## Exercise objective
Print the lines of the material from the one containing "[pin] white sneaker -- one per line" through the end of the material, inclusive, without any changes.

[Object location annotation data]
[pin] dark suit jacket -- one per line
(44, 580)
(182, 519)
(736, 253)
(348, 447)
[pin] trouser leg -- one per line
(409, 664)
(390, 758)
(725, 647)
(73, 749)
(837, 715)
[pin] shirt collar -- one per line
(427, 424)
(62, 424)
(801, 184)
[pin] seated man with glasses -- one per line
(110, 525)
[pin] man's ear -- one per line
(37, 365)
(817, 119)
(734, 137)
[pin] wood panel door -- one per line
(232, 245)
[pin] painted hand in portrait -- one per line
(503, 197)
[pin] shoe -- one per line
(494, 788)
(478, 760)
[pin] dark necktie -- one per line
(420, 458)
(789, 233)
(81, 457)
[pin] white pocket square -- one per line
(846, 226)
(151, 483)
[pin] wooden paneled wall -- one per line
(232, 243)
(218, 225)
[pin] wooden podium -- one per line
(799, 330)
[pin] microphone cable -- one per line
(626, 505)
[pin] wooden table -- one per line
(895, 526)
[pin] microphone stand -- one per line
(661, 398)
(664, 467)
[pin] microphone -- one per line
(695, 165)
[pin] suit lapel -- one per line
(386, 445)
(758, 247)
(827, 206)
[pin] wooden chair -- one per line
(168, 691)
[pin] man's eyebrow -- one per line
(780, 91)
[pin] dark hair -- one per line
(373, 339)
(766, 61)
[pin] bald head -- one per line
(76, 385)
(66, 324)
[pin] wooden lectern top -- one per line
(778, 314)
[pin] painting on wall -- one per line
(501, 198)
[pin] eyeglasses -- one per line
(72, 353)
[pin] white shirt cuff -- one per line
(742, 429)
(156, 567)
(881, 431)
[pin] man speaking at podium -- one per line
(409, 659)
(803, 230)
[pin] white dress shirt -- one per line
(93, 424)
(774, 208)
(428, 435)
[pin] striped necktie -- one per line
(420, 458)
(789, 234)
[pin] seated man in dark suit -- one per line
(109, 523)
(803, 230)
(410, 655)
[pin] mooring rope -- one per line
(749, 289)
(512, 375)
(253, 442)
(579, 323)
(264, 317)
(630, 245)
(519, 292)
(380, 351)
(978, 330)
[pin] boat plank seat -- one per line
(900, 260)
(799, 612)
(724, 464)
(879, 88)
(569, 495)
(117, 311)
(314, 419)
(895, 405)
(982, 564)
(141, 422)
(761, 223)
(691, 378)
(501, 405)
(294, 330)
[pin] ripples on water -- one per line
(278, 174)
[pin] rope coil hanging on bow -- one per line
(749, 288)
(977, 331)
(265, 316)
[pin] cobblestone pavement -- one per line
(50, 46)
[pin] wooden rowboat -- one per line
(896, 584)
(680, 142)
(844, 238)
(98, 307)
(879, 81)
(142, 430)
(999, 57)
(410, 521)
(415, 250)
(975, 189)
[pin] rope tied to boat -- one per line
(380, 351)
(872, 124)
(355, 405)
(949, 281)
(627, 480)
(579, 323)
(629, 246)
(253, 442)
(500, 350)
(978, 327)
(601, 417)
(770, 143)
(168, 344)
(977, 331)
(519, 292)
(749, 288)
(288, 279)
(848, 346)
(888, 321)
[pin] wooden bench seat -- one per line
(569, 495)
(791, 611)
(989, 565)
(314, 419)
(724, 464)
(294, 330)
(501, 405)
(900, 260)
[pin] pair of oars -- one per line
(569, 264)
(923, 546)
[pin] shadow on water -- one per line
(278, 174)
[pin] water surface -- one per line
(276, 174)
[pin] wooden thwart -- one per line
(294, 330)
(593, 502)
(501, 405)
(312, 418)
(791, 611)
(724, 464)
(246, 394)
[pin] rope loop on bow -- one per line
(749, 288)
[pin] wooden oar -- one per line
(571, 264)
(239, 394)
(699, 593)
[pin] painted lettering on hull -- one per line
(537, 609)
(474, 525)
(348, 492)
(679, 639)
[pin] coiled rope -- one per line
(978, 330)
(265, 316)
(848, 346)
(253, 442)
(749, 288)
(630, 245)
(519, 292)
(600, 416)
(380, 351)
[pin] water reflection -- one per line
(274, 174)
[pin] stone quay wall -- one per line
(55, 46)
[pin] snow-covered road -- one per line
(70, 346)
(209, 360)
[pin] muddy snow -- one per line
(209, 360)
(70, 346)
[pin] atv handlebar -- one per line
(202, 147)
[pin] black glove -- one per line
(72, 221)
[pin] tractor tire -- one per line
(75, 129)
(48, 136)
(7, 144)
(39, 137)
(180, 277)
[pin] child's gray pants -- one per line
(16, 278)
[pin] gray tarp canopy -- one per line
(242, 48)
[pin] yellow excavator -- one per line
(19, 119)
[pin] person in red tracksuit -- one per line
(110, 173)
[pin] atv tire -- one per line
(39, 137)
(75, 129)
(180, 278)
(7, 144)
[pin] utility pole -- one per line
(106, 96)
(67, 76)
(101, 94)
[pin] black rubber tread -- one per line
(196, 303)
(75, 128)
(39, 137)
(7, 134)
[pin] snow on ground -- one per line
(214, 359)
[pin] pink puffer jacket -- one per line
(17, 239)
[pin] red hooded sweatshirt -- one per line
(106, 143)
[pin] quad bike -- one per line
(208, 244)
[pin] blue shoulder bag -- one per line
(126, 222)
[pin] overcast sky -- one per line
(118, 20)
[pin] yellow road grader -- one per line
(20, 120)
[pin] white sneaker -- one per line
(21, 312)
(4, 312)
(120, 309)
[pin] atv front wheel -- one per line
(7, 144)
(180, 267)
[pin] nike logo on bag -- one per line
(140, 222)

## Written solution
[pin] white sneaker -- one per line
(21, 312)
(4, 312)
(120, 309)
[pin] atv front wheel -- one per line
(7, 144)
(180, 267)
[pin] nike logo on bag -- one per line
(140, 222)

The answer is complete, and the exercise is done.